═══ Input records
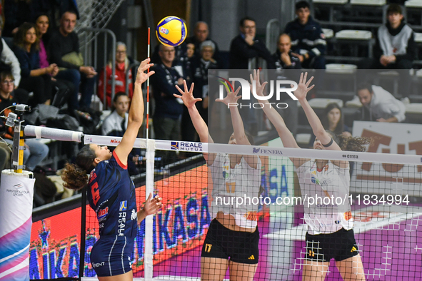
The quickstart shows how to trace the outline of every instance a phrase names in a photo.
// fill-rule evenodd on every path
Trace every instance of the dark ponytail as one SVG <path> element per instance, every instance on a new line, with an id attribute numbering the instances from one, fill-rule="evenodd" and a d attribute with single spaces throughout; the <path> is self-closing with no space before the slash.
<path id="1" fill-rule="evenodd" d="M 326 130 L 343 151 L 366 151 L 367 144 L 371 144 L 371 138 L 361 137 L 345 137 L 343 135 L 336 135 L 333 131 Z"/>
<path id="2" fill-rule="evenodd" d="M 65 188 L 79 190 L 88 183 L 88 175 L 95 168 L 94 160 L 96 157 L 95 151 L 86 145 L 76 155 L 76 163 L 66 163 L 61 173 Z"/>

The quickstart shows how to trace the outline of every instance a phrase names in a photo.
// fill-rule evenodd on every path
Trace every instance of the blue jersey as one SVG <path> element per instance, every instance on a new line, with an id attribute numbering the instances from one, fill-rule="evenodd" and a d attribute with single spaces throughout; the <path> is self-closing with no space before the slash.
<path id="1" fill-rule="evenodd" d="M 136 235 L 138 216 L 135 185 L 115 152 L 91 172 L 88 201 L 95 211 L 100 236 Z"/>

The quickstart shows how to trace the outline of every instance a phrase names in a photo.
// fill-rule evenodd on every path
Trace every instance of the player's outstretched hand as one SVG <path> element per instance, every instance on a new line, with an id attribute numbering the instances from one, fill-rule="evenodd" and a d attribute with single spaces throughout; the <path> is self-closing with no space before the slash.
<path id="1" fill-rule="evenodd" d="M 249 77 L 251 78 L 251 83 L 249 84 L 249 86 L 251 87 L 251 93 L 252 93 L 253 86 L 255 86 L 256 95 L 264 96 L 263 89 L 265 86 L 268 84 L 268 82 L 263 82 L 262 84 L 261 83 L 261 81 L 259 81 L 259 69 L 253 69 L 253 76 L 250 74 Z"/>
<path id="2" fill-rule="evenodd" d="M 313 79 L 313 76 L 311 77 L 308 81 L 306 82 L 306 78 L 308 78 L 308 73 L 305 72 L 305 75 L 303 73 L 301 73 L 301 78 L 299 79 L 299 83 L 298 84 L 298 88 L 296 91 L 294 91 L 294 96 L 298 98 L 298 100 L 301 100 L 306 98 L 306 94 L 309 91 L 311 91 L 315 85 L 312 85 L 309 87 L 309 84 Z M 291 85 L 293 87 L 293 85 Z"/>
<path id="3" fill-rule="evenodd" d="M 227 88 L 226 88 L 226 91 L 227 92 L 227 96 L 226 96 L 226 98 L 223 99 L 216 98 L 216 101 L 221 102 L 226 106 L 228 106 L 229 103 L 236 103 L 237 101 L 242 97 L 241 96 L 237 95 L 239 91 L 241 91 L 240 86 L 234 92 L 230 91 L 227 89 Z"/>
<path id="4" fill-rule="evenodd" d="M 185 104 L 185 106 L 188 108 L 190 108 L 192 106 L 195 106 L 195 103 L 196 103 L 196 101 L 202 101 L 202 98 L 194 98 L 194 86 L 195 86 L 195 83 L 192 83 L 192 86 L 191 86 L 191 88 L 189 88 L 188 84 L 186 84 L 186 81 L 184 80 L 184 91 L 181 89 L 179 86 L 176 85 L 176 88 L 177 89 L 177 91 L 179 91 L 179 92 L 180 93 L 181 93 L 181 96 L 177 95 L 176 93 L 173 94 L 173 96 L 174 96 L 175 97 L 179 98 L 181 98 L 181 100 L 184 101 L 184 103 Z"/>
<path id="5" fill-rule="evenodd" d="M 154 71 L 149 71 L 147 73 L 144 72 L 154 66 L 154 63 L 149 63 L 151 59 L 149 58 L 142 61 L 141 65 L 138 68 L 138 73 L 136 74 L 136 80 L 135 83 L 142 83 L 145 82 L 149 76 L 155 73 Z"/>
<path id="6" fill-rule="evenodd" d="M 149 193 L 149 196 L 146 201 L 145 201 L 145 206 L 144 206 L 144 211 L 145 215 L 154 215 L 157 213 L 157 210 L 161 207 L 161 198 L 159 195 L 156 195 L 152 198 L 152 193 Z"/>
══════
▶ Written instruction
Output the part of the entries that opens at their start and closes with the line containing "Trace every instance of the dark", both ends included, as a Markdown table with the columns No. and Text, giving each line its own numbered row and omitting blank lines. Leave the pictures out of the answer.

▶ Response below
| No. | Text |
|---|---|
| 1 | The quickstart shows how to trace the outline of every instance a phrase names in a photo. |
| 2 | // fill-rule evenodd on every path |
| 3 | Trace every instance of the dark ponytail as one SVG <path> element per instance, every instance on a new line, with an id attribute numbering the instances from one, fill-rule="evenodd" and a d attribute with single spaces throughout; the <path> is self-closing with no space before the slash. |